[user/henk/code/inspircd.git] / src / modules / m_spanningtree / treesocket.h

/*       +------------------------------------+
 *       | Inspire Internet Relay Chat Daemon |
 *       +------------------------------------+
 *
 *  InspIRCd: (C) 2002-2010 InspIRCd Development Team
 * See: http://wiki.inspircd.org/Credits
 *
 * This program is free but copyrighted software; see
 *            the file COPYING for details.
 *
 * ---------------------------------------------------
 */

#ifndef __TREESOCKET_H__
#define __TREESOCKET_H__

#include "socket.h"
#include "inspircd.h"
#include "xline.h"

#include "utils.h"

/*
 * The server list in InspIRCd is maintained as two structures
 * which hold the data in different ways. Most of the time, we
 * want to very quicky obtain three pieces of information:
 *
 * (1) The information on a server
 * (2) The information on the server we must send data through
 *     to actually REACH the server we're after
 * (3) Potentially, the child/parent objects of this server
 *
 * The InspIRCd spanning protocol provides easy access to these
 * by storing the data firstly in a recursive structure, where
 * each item references its parent item, and a dynamic list
 * of child items, and another structure which stores the items
 * hashed, linearly. This means that if we want to find a server
 * by name quickly, we can look it up in the hash, avoiding
 * any O(n) lookups. If however, during a split or sync, we want
 * to apply an operation to a server, and any of its child objects
 * we can resort to recursion to walk the tree structure.

» Excerpted records
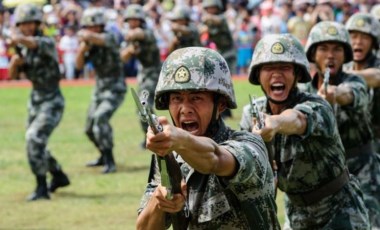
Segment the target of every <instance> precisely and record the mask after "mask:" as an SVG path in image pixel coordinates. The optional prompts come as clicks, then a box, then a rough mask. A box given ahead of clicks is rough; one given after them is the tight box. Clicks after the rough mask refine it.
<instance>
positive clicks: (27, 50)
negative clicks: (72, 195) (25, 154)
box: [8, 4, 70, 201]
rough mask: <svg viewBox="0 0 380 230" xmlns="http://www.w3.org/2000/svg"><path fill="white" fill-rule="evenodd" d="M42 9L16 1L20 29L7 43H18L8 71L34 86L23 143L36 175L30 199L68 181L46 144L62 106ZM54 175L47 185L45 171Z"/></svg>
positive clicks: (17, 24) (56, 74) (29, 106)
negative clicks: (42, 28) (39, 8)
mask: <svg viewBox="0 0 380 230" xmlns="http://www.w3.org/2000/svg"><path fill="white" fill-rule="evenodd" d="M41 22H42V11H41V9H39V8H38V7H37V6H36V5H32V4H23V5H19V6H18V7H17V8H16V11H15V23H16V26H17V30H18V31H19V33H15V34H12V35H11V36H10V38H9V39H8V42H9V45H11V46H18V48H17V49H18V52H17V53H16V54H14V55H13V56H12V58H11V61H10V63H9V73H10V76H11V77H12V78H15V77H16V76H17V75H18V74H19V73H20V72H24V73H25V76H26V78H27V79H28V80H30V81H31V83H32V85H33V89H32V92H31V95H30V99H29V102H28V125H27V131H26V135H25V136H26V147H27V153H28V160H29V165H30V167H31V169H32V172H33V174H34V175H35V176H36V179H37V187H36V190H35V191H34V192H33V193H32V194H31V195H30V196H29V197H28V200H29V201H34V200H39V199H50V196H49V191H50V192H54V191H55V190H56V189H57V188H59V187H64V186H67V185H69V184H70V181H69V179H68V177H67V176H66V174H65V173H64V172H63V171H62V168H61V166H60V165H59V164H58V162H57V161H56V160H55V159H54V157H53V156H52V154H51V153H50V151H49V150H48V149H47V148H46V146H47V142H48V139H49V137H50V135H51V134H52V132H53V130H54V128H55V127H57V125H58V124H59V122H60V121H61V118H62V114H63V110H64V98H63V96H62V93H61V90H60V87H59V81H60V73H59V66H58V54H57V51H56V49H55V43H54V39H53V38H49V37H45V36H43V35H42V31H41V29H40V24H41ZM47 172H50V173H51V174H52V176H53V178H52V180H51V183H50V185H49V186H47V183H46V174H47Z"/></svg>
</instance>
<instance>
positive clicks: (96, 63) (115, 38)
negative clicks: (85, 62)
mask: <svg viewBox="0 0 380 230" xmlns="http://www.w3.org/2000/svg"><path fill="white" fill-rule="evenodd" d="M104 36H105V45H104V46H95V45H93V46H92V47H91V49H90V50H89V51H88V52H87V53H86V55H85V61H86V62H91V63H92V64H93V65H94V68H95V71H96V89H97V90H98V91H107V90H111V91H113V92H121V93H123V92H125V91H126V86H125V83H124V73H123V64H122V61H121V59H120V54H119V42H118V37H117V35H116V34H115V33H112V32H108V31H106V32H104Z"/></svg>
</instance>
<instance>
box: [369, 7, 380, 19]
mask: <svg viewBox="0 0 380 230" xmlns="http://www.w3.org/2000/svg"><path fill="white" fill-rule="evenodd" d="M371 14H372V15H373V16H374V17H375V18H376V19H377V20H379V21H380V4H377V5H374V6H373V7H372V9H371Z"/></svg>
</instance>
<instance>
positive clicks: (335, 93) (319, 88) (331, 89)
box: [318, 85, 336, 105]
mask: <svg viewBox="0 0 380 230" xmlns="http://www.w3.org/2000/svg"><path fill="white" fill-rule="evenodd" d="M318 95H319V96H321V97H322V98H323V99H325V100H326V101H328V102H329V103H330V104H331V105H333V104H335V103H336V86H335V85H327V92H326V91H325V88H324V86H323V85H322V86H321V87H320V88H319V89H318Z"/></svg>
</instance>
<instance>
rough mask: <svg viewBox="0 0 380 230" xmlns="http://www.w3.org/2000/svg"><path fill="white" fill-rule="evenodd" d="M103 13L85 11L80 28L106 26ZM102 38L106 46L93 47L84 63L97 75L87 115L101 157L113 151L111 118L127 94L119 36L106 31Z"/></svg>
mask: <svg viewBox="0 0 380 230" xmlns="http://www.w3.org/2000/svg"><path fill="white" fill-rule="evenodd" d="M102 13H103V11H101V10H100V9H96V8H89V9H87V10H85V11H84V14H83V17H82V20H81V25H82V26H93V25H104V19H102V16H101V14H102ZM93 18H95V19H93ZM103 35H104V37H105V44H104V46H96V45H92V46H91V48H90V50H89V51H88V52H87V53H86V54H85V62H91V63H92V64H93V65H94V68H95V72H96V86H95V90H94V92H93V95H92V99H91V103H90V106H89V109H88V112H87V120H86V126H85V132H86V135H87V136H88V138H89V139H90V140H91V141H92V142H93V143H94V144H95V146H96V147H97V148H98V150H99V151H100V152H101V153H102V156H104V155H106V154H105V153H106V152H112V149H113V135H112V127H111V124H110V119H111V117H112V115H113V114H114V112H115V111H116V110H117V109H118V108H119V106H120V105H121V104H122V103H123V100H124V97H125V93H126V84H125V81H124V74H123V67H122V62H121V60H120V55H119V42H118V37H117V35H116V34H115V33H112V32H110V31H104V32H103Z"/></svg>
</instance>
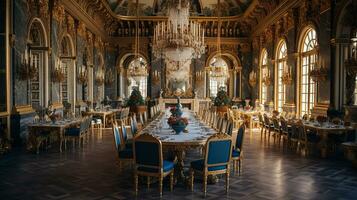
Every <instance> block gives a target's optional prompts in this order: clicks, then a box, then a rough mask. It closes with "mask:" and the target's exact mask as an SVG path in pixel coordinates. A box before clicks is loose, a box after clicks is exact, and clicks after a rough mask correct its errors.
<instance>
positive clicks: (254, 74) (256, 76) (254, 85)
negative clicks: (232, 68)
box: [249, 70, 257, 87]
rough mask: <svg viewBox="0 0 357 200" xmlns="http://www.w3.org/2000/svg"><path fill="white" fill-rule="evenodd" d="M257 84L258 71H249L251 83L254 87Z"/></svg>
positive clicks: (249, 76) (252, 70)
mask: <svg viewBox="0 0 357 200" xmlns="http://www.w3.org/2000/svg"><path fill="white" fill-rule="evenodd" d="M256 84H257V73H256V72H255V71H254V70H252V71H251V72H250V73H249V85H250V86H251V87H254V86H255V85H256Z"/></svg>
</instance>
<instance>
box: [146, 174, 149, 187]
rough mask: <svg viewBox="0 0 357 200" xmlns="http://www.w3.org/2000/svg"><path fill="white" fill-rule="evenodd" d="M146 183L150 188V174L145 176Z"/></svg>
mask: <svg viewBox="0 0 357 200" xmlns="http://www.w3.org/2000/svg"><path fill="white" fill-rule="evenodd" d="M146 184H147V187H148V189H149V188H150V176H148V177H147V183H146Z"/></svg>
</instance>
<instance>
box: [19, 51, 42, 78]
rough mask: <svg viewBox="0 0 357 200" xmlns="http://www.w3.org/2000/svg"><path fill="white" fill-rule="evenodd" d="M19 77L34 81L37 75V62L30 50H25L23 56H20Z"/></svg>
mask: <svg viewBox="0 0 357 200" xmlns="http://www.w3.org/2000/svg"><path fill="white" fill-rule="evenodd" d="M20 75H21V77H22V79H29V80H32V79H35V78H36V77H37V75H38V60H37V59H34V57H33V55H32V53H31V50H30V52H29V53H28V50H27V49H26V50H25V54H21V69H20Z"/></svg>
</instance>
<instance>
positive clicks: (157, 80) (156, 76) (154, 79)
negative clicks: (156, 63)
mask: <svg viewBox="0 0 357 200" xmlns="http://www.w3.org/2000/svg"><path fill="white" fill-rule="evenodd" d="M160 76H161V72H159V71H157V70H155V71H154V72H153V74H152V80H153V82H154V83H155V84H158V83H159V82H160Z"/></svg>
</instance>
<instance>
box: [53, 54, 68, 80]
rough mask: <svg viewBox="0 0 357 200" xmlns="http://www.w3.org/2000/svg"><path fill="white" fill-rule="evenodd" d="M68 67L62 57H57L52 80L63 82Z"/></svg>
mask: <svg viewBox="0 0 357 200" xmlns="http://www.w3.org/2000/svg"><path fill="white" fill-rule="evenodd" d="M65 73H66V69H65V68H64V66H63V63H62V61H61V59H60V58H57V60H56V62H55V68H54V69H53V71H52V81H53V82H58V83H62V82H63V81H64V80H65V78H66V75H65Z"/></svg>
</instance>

» Explore the material
a. According to the treesocket.h source file, how many structures maintain the server list in InspIRCd?
b. Reproduce the treesocket.h source file from "[user/henk/code/inspircd.git] / src" up to and including "COPYING for details.".

» Results of the exercise
a. Two structures, which hold the data in different ways.

b.
[user/henk/code/inspircd.git] / src / modules / m_spanningtree / treesocket.h

/*       +------------------------------------+
 *       | Inspire Internet Relay Chat Daemon |
 *       +------------------------------------+
 *
 *  InspIRCd: (C) 2002-2010 InspIRCd Development Team
 * See: http://wiki.inspircd.org/Credits
 *
 * This program is free but copyrighted software; see
 *            the file COPYING for details.